En 2012, l’article 4 a été modifié ainsi :
« La demande de réparation peut être présentée dans un délai de six mois à partir de la date à laquelle la décision concluant la procédure au titre de laquelle on allègue la violation est devenue définitive. »
L’article 1 ter de la loi Pinto, introduit en 2015, règlemente les recours de nature préventive tendant à faire accélérer la procédure. Le paragraphe 7 dudit article prévoit que « 7. [l]es [autres] dispositions déterminant l’ordre de priorité dans le traitement des affaires ne sont pas affectées[1]. »
7. Dans son arrêt no 30 de 2014, la Cour constitutionnelle rejeta la question de constitutionnalité du nouvel article 4. Rappelant les arrêts Cocchiarella c. Italie ([GC], no 64886/01, CEDH 2006‑V) et Robert Lesjak c. Slovénie (no 33946/03, 21 juillet 2009), elle jugea néanmoins que le fait de différer l’introduction de la demande de réparation à la fin de la procédure dans laquelle le retard s’est produit, avait un impact sur l’effectivité du recours en question. S’appuyant sur ce constat, elle invita le législateur à adopter des mesures « pour atteindre un but constitutionnellement nécessaire » et souligna en même temps qu’une inertie prolongée du pouvoir législatif ne pouvait pas être tolérée.
8. Quatre ans plus tard, dans son arrêt no 88 de 2018 (publié au Journal officiel le 2 mai 2018), elle déclara l’inconstitutionnalité de l’article 4. Dans cette décision, elle analysa certains éléments de la réforme de 2015. En particulier, rappelant les principes dégagés dans l’arrêt Olivieri et autres c. Italie (nos 17708/12 et 3 autres, 25 février 2016), elle jugea que les recours de nature préventive introduits en 2015 n’avaient aucun effet réel sur le déroulement de la procédure, dans la mesure où, d’une part, les juridictions n’avaient aucune obligation d’accélérer la procédure, et, d’autre part, la loi Pinto prévoyait expressément que l’ordre de priorité dans le traitement des affaires, déterminé par d’autres dispositions n’était pas affecté par le recours préventif introduit par le demandeur. Elle jugea ainsi que le recours indemnitaire était le seul recours disponible et qu’obliger l’intéressé à devoir attendre la conclusion de la procédure « signifiait subvertir la logique pour laquelle [le recours] avait été conçu », ce qui était incompatible avec la Constitution.

== DONNÉES FOURNIES ==
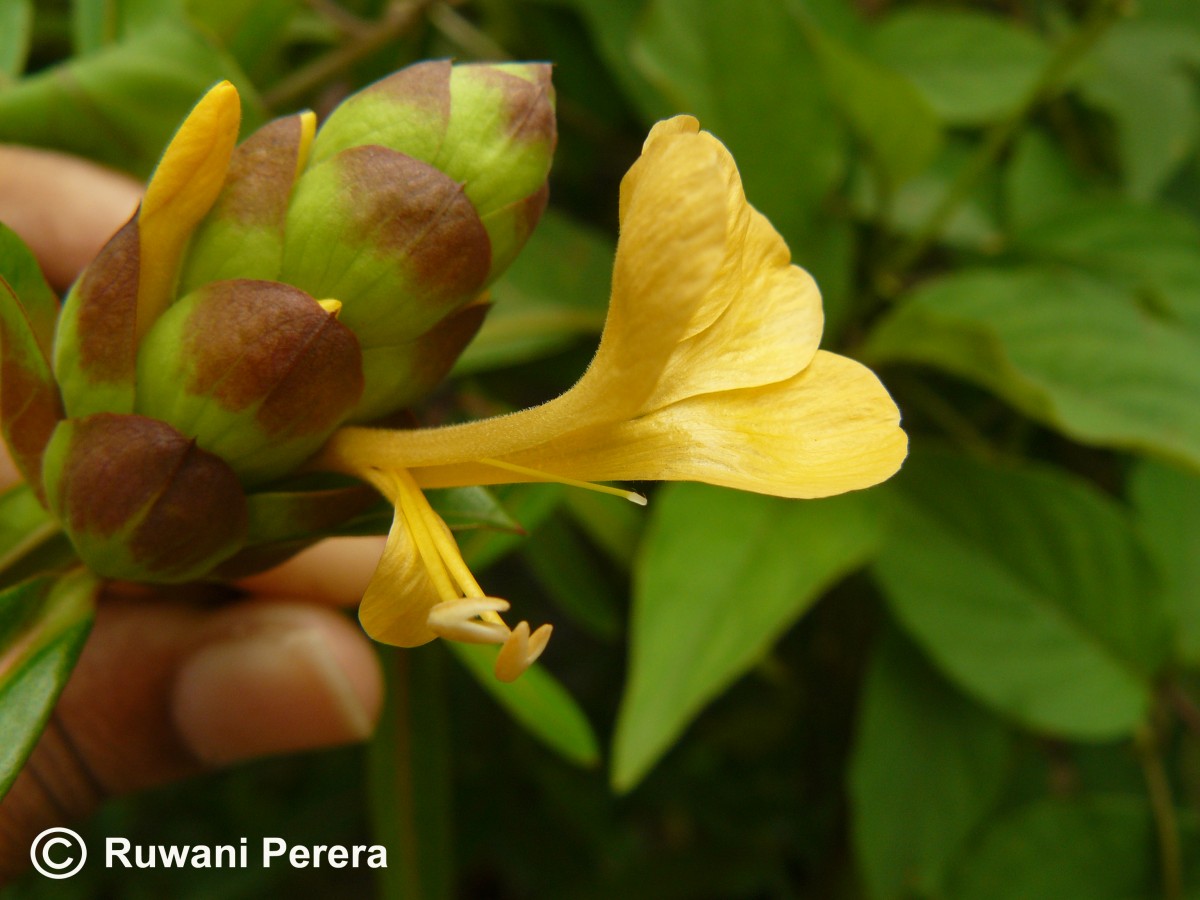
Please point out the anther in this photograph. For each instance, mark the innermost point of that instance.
(521, 651)
(456, 619)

== EXERCICES ==
**A)** Selon le texte sur la loi Pinto, pourquoi la Cour constitutionnelle a-t-elle estimé en 2018 que les recours préventifs introduits en 2015 n'avaient aucun effet réel sur le déroulement de la procédure ? Répondez en une à trois phrases.
**B)** Rédigez la suite du texte sur la loi Pinto après sa dernière phrase.
Les lignes ne jouent aucun rôle ici.

== CORRIGÉS DES EXERCICES ==
**A)** Les juridictions n'avaient aucune obligation d'accélérer la procédure. En outre, la loi Pinto prévoyait expressément que le recours préventif introduit par le demandeur n'affectait pas l'ordre de priorité dans le traitement des affaires, fixé par d'autres dispositions.

**B)**
les documents internationaux pertinents
9. Lors de la réunion des ministres délégués du 4 au 6 décembre 2012, le Comité de Ministres a adopté une décision (CM/Del/Dec(2012)1157) dans laquelle il a relevé « avec préoccupation que de récentes modifications apportées à la loi Pinto, qui subordonnent l’accès à la voie de recours prévue par cette loi au règlement définitif de la procédure principale (...) pourraient soulever des questions de compatibilité avec les exigences de la Convention et la jurisprudence de la Cour en matière d’efficacité des voies de recours et de critères d’indemnisation ».
EN DROIT
1. JONCTION DES REQUÊTES
10. Eu égard à la similarité de l’objet des requêtes, la Cour juge opportun de les examiner ensemble dans un arrêt unique.
2. SUR LA VIOLATION ALLÉGUÉE DEs ARTICLEs 6 § 1 et 13 DE LA CONVENTION
11. Les requérants dénoncent la durée excessive des procédures suivies devant les juridictions internes (voir le tableau en annexe). Ils invoquent l’article 6 § 1 de la Convention qui dispose en ses passages pertinents :
« Toute personne a droit à ce que sa cause soit entendue (...) dans un délai raisonnable, par un tribunal (...) qui décidera (...) des contestations sur ses droits et obligations de caractère civil (...) »
12. Ils allèguent aussi qu’à la suite de la modification intervenue en 2012 de la loi Pinto, le recours prévu à l’article 4 de ladite loi n’était plus effectif au sens de l’article 13 de la Convention, ainsi libellé :
« Toute personne dont les droits et libertés reconnus dans la (...) Convention ont été violés, a droit à l’octroi d’un recours effectif devant une instance nationale, alors même que la violation aurait été commise par des personnes agissant dans l’exercice de leurs fonctions officielles. »
1. Sur la recevabilité
13. Le Gouvernement soutient que les requérants n’ont pas satisfait à l’exigence de l’épuisement des voies de recours internes. S’appuyant sur la jurisprudence établie de la Cour, il argue que le recours prévu par la loi Pinto a toujours été considéré comme un recours effectif. Il maintient en outre qu’à la suite de l’adoption de l’arrêt de 2018 rendu par la Cour constitutionnelle (paragraphe 8 ci-dessus), les intéressés pouvaient de nouveau saisir la juridiction compétente d’un recours indemnitaire pendant la procédure principale ou après la conclusion de celle-ci.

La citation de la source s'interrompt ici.